Given task –
Retype the lines below word for word, starting at the line that contains "the dog's snout?" and ending at the line that contains "pixel 315 121", with both of those lines included.

Material for this exercise –
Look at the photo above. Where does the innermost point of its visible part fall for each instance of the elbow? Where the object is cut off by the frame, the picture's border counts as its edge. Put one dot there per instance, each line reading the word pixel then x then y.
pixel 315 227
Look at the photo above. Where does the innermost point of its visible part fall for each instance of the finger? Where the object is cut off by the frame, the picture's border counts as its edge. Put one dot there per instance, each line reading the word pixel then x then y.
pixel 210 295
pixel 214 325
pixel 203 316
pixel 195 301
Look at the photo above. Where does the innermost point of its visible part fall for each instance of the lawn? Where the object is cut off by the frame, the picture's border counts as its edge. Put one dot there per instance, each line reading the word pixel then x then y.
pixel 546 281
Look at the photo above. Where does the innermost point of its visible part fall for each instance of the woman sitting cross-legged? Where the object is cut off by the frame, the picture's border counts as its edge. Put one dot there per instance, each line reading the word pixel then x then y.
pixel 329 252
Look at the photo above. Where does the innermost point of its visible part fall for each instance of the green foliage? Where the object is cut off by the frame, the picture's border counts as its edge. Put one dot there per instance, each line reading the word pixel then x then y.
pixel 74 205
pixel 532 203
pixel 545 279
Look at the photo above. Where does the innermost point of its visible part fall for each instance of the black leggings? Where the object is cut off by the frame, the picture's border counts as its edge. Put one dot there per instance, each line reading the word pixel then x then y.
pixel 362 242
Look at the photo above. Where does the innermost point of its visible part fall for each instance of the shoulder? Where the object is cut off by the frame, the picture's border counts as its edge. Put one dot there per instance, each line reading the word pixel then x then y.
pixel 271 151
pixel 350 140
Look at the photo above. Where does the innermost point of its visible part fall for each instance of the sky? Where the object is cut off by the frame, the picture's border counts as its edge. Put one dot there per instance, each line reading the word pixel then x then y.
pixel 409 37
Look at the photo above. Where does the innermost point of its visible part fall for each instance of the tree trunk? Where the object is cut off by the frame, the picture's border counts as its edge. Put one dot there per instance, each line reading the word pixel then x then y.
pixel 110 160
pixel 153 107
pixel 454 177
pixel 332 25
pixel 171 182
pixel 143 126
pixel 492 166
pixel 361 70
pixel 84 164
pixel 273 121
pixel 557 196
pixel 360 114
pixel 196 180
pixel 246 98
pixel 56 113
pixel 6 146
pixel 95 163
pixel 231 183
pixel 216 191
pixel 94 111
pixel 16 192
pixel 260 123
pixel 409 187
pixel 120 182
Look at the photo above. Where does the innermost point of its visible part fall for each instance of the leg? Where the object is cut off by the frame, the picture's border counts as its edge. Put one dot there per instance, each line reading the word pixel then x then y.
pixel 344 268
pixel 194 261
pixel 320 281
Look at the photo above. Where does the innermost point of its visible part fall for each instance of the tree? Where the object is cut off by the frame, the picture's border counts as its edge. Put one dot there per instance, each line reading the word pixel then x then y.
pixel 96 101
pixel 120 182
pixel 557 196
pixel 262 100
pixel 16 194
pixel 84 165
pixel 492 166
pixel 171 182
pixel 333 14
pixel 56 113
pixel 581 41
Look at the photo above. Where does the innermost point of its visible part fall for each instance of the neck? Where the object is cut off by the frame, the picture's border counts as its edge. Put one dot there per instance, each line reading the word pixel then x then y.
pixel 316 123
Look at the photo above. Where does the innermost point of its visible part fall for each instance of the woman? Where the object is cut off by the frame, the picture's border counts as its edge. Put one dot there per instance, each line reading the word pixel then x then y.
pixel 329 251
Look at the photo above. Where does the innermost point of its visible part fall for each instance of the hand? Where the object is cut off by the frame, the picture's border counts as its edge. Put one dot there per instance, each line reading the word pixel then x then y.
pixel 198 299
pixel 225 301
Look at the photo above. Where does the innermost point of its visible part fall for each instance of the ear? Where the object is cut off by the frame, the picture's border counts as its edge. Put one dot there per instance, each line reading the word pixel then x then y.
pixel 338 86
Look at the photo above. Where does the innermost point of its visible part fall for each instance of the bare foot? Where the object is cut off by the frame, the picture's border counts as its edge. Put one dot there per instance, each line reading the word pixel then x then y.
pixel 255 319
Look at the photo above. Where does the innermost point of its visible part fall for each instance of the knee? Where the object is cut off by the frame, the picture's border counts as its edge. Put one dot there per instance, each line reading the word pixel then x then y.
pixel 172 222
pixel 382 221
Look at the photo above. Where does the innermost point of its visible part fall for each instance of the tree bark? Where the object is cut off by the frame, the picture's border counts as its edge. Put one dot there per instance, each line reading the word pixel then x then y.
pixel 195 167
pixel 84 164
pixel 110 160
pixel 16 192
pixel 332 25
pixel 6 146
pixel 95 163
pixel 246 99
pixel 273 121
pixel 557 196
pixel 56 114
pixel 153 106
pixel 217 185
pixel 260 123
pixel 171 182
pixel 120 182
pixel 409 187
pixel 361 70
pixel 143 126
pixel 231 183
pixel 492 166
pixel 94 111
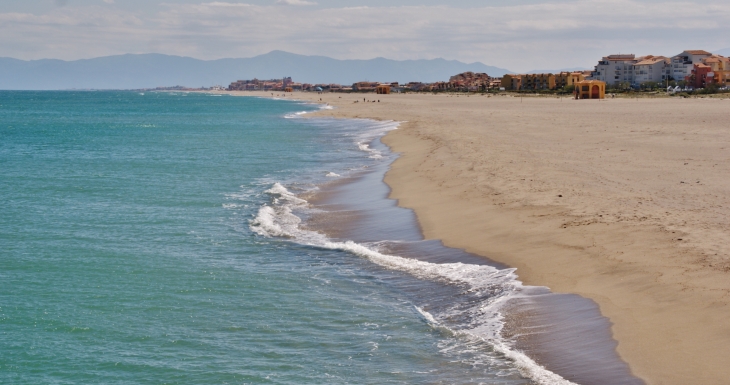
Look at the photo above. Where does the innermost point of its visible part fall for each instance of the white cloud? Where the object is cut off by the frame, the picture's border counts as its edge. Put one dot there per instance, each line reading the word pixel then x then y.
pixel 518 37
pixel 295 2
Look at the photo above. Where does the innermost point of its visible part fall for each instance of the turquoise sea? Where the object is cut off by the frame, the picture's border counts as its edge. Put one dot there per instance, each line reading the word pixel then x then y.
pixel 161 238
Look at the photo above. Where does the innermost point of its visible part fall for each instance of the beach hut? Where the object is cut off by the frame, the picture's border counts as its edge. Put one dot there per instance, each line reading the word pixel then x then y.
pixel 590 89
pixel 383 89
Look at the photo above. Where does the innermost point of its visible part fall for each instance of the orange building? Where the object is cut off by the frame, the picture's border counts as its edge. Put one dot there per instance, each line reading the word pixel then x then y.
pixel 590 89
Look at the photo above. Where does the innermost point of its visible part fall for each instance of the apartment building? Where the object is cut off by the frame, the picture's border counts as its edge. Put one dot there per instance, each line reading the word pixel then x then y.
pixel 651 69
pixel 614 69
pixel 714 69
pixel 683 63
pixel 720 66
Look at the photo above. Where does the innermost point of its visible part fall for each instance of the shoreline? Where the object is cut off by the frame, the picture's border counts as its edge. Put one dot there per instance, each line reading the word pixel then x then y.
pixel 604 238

---

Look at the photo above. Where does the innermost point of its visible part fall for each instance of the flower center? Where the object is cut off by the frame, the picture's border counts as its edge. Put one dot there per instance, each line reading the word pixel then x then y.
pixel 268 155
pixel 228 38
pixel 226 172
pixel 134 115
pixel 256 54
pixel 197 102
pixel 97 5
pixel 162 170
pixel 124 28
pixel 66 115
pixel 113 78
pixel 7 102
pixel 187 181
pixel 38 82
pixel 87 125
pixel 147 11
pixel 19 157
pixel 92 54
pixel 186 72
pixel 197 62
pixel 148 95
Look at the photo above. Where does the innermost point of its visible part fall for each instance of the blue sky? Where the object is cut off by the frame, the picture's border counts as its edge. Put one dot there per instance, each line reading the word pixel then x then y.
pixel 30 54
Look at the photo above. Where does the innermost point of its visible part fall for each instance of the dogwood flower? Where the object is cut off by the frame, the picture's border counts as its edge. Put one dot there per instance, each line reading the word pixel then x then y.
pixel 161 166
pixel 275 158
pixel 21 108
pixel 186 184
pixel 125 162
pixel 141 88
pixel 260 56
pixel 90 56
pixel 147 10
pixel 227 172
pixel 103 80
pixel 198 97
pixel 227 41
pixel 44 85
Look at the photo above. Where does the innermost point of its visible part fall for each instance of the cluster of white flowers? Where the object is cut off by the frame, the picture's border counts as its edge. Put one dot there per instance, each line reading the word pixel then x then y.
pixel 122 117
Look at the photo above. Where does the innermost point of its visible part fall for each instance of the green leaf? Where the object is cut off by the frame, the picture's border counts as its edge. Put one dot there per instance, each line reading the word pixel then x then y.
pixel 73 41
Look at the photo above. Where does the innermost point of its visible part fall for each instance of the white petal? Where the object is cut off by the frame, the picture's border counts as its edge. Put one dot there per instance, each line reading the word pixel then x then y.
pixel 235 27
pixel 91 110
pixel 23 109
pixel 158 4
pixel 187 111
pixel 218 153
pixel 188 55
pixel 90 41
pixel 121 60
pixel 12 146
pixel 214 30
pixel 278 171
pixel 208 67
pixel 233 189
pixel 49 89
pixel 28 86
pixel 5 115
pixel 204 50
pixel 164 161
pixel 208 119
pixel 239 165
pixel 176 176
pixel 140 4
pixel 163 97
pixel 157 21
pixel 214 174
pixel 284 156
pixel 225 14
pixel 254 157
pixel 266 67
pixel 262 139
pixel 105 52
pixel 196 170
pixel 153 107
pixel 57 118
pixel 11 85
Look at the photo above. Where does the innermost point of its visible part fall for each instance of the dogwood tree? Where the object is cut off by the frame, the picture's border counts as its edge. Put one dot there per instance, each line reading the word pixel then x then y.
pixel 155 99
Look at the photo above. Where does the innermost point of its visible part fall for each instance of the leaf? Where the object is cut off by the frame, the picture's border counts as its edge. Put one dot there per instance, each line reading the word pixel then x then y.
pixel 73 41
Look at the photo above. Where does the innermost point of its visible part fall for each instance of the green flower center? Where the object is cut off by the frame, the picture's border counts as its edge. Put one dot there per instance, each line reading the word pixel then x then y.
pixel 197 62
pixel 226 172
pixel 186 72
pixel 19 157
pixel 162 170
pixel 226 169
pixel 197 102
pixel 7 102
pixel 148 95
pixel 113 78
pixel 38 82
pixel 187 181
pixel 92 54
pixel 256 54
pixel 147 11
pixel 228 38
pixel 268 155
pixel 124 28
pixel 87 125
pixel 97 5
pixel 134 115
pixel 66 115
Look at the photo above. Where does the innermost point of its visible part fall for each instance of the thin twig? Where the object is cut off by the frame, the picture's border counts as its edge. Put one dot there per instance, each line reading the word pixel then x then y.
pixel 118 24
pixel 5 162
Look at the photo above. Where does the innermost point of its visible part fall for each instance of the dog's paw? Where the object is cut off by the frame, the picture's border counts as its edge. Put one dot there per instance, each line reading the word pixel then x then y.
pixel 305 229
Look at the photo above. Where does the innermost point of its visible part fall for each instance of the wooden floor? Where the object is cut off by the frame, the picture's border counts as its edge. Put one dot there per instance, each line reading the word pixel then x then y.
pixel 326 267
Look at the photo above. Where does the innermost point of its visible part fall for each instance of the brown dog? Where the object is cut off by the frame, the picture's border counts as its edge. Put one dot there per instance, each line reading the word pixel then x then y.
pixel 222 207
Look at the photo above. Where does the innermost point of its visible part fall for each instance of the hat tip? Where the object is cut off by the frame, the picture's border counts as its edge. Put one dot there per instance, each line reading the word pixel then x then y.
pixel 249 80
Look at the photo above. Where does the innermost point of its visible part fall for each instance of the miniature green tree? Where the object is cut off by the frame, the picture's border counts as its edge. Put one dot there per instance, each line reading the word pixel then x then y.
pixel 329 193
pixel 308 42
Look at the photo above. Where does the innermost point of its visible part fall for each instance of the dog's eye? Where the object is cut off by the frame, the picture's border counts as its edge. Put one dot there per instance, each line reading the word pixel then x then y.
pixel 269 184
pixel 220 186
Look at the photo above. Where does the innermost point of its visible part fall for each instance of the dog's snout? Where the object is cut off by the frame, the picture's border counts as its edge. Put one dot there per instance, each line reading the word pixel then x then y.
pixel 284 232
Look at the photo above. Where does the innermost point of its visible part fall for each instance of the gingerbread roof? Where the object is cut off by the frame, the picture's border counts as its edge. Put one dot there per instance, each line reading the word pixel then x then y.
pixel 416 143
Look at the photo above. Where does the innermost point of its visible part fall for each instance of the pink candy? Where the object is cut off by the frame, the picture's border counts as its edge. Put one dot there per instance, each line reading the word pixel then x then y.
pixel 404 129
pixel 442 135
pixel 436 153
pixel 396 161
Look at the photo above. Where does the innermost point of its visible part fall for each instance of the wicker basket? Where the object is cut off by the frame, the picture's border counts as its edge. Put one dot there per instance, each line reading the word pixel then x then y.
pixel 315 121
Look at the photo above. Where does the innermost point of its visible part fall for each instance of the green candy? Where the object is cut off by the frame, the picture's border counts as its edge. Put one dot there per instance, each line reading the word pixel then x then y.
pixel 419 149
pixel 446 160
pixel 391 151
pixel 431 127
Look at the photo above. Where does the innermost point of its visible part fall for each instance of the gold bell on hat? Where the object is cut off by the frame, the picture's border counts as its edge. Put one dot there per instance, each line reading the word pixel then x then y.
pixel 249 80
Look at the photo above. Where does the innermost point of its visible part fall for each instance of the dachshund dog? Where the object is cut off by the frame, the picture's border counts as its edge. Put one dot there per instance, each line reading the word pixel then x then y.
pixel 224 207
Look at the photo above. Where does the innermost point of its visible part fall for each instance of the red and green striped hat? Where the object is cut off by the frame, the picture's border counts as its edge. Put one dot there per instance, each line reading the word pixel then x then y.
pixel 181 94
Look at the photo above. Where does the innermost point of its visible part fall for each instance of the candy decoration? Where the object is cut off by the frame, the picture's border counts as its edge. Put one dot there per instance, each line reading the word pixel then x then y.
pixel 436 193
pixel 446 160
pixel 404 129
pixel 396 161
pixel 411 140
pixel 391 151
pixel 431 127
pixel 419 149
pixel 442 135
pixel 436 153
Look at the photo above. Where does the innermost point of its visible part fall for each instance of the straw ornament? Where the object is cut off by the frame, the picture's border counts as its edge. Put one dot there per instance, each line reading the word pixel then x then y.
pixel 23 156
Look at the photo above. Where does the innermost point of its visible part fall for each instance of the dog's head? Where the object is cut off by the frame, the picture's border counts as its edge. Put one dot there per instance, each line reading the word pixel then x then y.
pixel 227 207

Complete response –
Look at the photo above. Where does the innermost point of its visible part fall for each instance of the dog's snout? Where the object is cut off by the frame, the picture's border counts as its edge. Put one dot there per instance, each line reading the word pixel then x then y.
pixel 284 232
Look at the photo above. Where does the innermost point of its visible part fall for each instance of the gingerbread roof? Where the object is cut off by the frame, the picture's border counts as its edge. Put one dot there per instance, each line reading the word pixel then x then y.
pixel 416 143
Look at the photo above. Where does the innermost point of its visible part fall for each instance of the pink candy? Where the object is cut off by the frame, the picture's border counts as its edge. Put one dot there per instance, each line reading the word pixel then x then y.
pixel 404 129
pixel 442 135
pixel 436 153
pixel 396 161
Look at the photo above. Where does the innermost point of its visible part fall for each instance of the wicker basket? Where the object is cut off by the frame, the picture's border counts as its edge. Put one dot there per instance, each line reading the word pixel then x then y.
pixel 315 121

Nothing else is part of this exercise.